The present embodiment applies the silicon carbide semiconductor device according to either Embodiments 1 or 2 described above to an electric power converter. Although the application of the silicon carbide semiconductor device according to Embodiment 1 or 2 is not limited to a specific electric power converter, the following description is given of a case in which the silicon carbide semiconductor device according to Embodiment 1 or 2 is applied to a three-phase inverter, as Embodiment 3.

FIG. 36 is a block diagram showing a configuration of an electric power conversion system that applies the electric power converter according to the present embodiment.

The electric power conversion system shown in FIG. 36 includes a power supply 100, an electric power converter 200, and a load 300. The power supply 100 is a DC power supply and supplies direct-current power to the electric power converter 200. The power supply 100 may be configured as a variety of devices. For example, the power supply 100 may be configured as a direct-current system, a solar cell, or an electrical storage battery, or may be configured as an AC/DC converter or a rectifier circuit connected to an alternating-current system. The power supply 100 may also be configured as a DC/DC converter that converts DC power output from a direct-current system into predetermined electric power.

- [STATED PROBLEM 1]: From the power converter passage, return the part that opens with the words containing "FIG. 36 is a" and closes with "predetermined electric power.".
- [STATED PROBLEM 2]: According to the power converter passage, what three components make up the electric power conversion system shown in FIG. 36?
- [STATED PROBLEM 3]: Continue the power converter passage from the point where it stops.

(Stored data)
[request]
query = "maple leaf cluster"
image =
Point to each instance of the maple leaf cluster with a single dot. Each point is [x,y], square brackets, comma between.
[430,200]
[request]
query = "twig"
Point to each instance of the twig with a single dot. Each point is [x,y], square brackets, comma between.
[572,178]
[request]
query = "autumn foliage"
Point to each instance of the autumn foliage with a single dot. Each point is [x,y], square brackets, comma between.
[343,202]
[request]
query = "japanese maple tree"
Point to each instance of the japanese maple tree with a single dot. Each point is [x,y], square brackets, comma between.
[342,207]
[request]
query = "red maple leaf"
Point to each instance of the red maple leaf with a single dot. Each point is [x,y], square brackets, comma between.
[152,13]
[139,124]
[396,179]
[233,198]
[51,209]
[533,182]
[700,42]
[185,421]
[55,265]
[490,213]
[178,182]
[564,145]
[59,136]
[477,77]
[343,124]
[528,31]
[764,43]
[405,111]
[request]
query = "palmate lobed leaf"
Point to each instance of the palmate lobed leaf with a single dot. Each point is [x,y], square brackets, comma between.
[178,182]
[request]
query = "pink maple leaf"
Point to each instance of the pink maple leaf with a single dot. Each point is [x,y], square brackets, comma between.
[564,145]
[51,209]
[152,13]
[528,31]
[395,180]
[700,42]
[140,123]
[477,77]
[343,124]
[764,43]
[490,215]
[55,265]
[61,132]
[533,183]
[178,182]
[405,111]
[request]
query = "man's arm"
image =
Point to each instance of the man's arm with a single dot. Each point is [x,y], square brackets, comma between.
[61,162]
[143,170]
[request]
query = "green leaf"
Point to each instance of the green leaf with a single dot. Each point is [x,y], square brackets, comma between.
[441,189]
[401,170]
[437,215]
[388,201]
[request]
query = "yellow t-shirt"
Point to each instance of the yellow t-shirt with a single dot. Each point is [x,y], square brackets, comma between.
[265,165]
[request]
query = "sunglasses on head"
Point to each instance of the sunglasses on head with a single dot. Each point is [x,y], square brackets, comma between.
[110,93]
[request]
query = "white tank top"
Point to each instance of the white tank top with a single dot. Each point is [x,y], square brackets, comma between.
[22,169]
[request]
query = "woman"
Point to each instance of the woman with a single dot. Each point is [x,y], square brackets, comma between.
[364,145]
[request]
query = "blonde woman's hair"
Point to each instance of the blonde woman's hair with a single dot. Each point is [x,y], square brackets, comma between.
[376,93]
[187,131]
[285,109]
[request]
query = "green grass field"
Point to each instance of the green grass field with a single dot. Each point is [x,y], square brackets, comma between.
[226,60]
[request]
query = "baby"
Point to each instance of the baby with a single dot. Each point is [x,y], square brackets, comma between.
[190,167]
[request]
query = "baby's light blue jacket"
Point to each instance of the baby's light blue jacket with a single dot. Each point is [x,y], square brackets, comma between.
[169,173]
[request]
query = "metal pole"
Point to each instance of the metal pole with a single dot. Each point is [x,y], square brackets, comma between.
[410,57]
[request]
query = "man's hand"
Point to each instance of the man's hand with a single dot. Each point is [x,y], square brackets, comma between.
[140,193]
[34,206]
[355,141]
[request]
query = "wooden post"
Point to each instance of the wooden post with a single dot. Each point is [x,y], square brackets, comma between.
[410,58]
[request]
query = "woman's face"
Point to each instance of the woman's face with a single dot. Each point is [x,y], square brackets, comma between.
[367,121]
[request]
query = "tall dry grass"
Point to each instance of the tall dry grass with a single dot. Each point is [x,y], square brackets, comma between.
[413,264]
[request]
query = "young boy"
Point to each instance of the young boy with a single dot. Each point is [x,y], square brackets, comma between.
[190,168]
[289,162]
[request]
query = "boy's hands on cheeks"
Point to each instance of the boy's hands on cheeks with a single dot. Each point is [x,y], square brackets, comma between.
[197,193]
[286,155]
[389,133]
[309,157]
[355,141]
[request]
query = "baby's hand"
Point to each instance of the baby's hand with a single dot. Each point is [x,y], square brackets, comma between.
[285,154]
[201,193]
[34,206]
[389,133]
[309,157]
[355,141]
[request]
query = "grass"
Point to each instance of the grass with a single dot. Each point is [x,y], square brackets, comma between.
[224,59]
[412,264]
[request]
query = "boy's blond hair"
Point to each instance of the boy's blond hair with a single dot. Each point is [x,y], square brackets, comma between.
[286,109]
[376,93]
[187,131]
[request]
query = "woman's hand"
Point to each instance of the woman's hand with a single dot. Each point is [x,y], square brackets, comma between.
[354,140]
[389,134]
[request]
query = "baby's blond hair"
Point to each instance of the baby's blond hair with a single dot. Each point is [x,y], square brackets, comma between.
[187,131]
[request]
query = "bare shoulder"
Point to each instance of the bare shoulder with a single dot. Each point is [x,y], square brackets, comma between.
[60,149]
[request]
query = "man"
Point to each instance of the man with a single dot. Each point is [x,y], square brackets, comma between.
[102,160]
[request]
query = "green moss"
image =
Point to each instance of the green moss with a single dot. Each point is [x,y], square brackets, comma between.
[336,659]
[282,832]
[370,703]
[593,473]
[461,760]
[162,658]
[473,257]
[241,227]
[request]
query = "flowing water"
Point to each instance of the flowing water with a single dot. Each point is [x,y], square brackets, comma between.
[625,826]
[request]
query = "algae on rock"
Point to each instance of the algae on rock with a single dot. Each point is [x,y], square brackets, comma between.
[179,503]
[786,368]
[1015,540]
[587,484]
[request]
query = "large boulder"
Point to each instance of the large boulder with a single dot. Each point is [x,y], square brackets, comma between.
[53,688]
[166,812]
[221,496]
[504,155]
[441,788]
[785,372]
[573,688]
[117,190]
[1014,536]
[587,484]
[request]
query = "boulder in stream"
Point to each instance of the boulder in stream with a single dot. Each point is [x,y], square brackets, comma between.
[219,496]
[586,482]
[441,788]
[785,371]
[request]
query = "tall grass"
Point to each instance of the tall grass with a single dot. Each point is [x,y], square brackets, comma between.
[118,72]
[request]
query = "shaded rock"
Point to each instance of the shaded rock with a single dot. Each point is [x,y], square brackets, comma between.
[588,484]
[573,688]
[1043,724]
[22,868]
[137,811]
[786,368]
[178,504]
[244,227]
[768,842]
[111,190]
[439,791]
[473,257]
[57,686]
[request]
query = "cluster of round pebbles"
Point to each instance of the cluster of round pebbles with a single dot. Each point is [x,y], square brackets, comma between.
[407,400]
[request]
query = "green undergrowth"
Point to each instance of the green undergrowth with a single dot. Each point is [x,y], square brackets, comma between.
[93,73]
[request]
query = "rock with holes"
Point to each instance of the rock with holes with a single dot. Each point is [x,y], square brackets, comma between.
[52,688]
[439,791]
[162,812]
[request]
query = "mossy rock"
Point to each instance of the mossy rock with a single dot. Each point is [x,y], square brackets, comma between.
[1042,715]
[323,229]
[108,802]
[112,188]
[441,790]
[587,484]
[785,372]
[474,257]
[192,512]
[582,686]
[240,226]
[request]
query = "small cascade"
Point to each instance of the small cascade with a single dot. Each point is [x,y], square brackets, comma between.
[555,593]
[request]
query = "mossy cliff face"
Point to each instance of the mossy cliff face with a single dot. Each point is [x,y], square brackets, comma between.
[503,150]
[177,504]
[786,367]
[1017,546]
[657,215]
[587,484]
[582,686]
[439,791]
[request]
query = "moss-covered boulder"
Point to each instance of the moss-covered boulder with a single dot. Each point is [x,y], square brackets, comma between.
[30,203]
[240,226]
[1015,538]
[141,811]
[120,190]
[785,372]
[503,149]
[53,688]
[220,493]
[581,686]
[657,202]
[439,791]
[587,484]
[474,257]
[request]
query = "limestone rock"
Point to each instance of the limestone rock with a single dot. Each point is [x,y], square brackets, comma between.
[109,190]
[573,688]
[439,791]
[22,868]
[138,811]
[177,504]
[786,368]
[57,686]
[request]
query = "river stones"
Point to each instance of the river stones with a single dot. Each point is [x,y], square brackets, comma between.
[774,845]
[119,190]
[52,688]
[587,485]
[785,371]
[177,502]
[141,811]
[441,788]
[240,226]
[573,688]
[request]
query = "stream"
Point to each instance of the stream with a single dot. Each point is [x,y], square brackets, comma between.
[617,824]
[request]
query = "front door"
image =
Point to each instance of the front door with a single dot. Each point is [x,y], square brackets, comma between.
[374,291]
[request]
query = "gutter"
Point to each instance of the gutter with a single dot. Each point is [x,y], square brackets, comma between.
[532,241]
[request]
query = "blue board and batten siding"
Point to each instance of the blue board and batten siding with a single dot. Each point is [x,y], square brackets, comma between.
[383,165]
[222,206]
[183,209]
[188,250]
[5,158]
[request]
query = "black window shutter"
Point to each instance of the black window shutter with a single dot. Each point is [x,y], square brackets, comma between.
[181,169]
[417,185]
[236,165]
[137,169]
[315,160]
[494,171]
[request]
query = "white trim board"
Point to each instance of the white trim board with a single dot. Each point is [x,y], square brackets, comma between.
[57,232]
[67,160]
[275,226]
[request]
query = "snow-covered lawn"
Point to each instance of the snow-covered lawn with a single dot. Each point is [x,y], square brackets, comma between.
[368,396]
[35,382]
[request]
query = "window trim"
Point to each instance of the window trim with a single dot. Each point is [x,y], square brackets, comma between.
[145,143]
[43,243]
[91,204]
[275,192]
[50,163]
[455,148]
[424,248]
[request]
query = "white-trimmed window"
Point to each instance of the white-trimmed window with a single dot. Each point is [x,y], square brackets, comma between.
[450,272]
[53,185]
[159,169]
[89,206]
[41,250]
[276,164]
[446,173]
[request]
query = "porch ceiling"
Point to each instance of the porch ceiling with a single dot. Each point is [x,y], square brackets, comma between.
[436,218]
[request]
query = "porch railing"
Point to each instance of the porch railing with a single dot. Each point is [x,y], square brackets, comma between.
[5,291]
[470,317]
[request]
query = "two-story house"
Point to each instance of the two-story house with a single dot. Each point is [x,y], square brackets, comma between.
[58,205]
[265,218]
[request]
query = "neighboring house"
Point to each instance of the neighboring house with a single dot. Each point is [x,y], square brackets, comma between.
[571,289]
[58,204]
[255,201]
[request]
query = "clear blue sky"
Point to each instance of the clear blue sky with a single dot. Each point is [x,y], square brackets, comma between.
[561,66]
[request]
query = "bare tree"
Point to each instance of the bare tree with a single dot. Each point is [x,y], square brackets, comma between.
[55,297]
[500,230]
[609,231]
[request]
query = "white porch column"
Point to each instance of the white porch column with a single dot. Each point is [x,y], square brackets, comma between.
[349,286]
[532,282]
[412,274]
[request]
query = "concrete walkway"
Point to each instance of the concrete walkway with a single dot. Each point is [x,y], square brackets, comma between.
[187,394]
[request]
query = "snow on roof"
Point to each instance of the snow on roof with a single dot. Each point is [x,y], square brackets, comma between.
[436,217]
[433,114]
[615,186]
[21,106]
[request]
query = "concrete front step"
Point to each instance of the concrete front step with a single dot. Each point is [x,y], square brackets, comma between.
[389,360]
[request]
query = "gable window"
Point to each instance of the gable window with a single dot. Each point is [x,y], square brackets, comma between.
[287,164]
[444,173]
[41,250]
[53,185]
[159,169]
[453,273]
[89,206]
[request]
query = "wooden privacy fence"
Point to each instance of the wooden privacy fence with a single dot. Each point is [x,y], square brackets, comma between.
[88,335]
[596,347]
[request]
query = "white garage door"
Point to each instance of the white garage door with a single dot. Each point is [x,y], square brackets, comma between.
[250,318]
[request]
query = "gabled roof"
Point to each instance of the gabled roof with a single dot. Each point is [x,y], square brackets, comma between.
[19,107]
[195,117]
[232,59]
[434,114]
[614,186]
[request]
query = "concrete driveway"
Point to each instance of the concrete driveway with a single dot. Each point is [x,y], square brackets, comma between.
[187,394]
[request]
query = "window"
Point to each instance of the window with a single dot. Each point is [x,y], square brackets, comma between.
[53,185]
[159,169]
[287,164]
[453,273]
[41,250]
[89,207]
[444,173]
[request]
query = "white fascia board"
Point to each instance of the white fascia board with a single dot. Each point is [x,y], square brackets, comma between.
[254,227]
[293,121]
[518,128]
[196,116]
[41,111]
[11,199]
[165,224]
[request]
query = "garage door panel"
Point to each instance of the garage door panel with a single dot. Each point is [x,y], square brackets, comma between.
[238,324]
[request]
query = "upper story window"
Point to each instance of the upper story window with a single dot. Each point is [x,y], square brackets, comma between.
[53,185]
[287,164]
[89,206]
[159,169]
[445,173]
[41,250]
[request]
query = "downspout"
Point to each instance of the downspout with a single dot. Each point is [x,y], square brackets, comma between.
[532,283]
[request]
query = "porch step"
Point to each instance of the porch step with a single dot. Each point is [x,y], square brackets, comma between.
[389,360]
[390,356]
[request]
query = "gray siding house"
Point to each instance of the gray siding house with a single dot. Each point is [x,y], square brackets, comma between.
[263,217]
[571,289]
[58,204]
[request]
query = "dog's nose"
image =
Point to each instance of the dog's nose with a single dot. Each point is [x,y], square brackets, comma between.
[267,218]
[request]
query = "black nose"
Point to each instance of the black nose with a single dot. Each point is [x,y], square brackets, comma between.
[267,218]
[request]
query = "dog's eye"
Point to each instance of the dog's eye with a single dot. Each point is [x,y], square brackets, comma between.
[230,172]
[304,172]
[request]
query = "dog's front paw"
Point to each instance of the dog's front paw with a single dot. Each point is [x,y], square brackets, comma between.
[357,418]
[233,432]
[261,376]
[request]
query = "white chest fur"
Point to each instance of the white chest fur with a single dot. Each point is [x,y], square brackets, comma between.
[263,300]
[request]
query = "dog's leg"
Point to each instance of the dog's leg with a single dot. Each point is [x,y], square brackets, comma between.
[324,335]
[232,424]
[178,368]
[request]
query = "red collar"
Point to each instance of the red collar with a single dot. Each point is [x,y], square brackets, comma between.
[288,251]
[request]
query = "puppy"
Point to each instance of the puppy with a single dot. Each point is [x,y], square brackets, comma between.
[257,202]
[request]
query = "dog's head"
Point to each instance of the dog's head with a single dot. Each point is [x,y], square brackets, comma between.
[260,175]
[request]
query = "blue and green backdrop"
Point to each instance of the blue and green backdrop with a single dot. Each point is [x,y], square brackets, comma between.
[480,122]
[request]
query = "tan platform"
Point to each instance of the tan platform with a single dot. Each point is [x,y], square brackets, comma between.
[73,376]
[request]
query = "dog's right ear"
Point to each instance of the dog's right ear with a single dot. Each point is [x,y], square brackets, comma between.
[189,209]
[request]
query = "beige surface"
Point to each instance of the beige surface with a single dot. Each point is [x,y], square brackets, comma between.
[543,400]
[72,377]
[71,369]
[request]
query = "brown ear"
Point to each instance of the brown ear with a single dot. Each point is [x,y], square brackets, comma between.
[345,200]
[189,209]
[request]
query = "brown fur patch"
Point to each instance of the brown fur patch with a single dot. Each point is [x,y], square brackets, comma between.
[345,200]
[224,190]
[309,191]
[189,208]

- [RIGHT ANSWER 1]:
FIG. 36 is a block diagram showing a configuration of an electric power conversion system that applies the electric power converter according to the present embodiment.

The electric power conversion system shown in FIG. 36 includes a power supply 100, an electric power converter 200, and a load 300. The power supply 100 is a DC power supply and supplies direct-current power to the electric power converter 200. The power supply 100 may be configured as a variety of devices. For example, the power supply 100 may be configured as a direct-current system, a solar cell, or an electrical storage battery, or may be configured as an AC/DC converter or a rectifier circuit connected to an alternating-current system. The power supply 100 may also be configured as a DC/DC converter that converts DC power output from a direct-current system into predetermined electric power.

- [RIGHT ANSWER 2]: A power supply 100, an electric power converter 200, and a load 300.

- [RIGHT ANSWER 3]:
The electric power converter 200 is a three-phase inverter that is connected between the power supply 100 and the load 300, and converts DC power supplied from the power supply 100 into AC power and supply the AC power to the load 300. As shown in FIG. 36, the electric power converter 200 includes a main conversion circuit 201 that converts DC power into AC power and outputs the AC power, a driving circuit 202 that outputs drive signals for driving each switching element of the main conversion circuit 201, and a control circuit 203 that outputs control signals for controlling the driving circuit 202 to the driving circuit 202.

The load 300 is a three-phase electric motor that is driven by AC power supplied from the electric power converter 200. Note that the load 300 is not limited to being applied for specific usage, and may be an electric motor mounted on a variety of electrical apparatuses and may be used as, for example, an electric motor for a hybrid automobile, an electric automobile, a railway vehicle, an elevator, or an air-conditioning equipment.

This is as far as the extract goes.